## DATA SUPPLIED
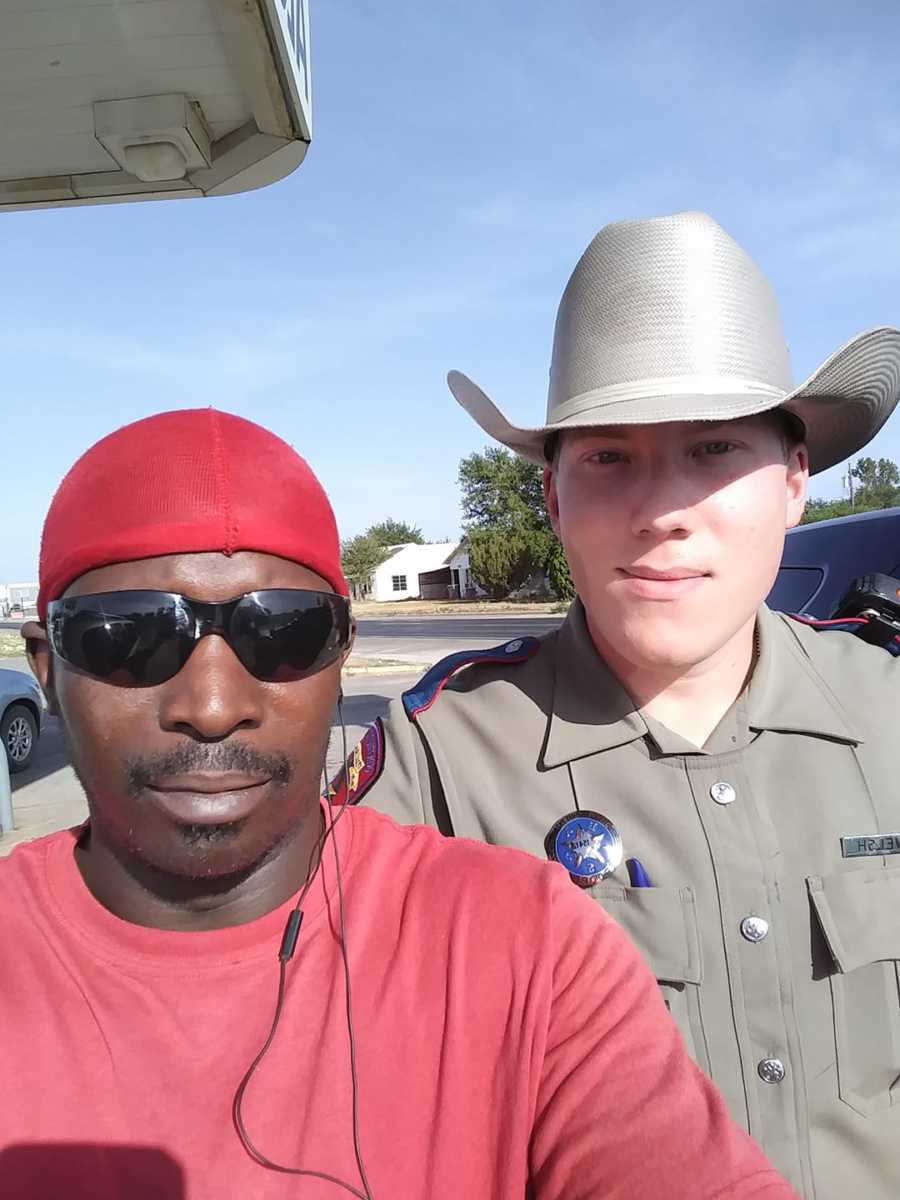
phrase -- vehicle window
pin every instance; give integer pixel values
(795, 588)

---

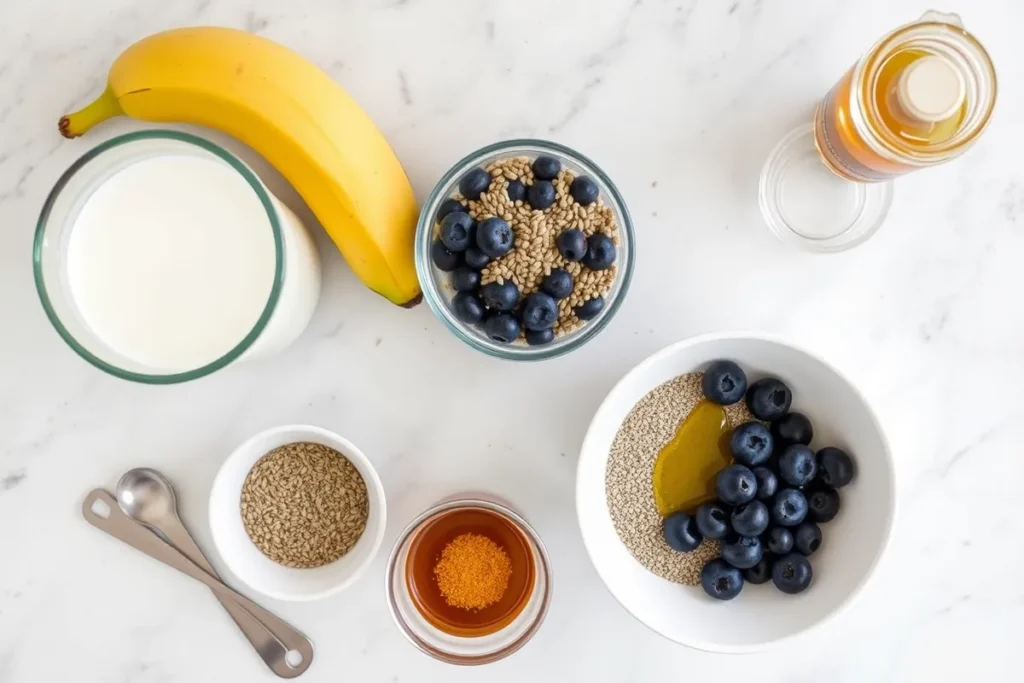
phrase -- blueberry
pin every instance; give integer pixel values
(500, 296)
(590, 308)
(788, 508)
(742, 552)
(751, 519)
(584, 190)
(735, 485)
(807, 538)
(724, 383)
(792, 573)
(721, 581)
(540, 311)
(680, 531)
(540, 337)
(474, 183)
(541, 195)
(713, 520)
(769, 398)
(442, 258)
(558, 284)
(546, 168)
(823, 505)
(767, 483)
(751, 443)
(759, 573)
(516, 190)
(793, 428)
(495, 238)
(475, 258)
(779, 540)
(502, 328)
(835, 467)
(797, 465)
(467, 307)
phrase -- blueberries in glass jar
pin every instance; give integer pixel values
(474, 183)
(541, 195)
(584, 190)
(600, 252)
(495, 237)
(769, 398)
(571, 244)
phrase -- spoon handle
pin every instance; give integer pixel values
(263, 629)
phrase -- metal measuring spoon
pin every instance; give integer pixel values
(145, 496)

## TASK TO CARRY OUT
Please copy out every line of the preceding listing that carries "spoon".

## EXERCISE OUTPUT
phrase -- spoon handle
phrase -- metal measuring spoon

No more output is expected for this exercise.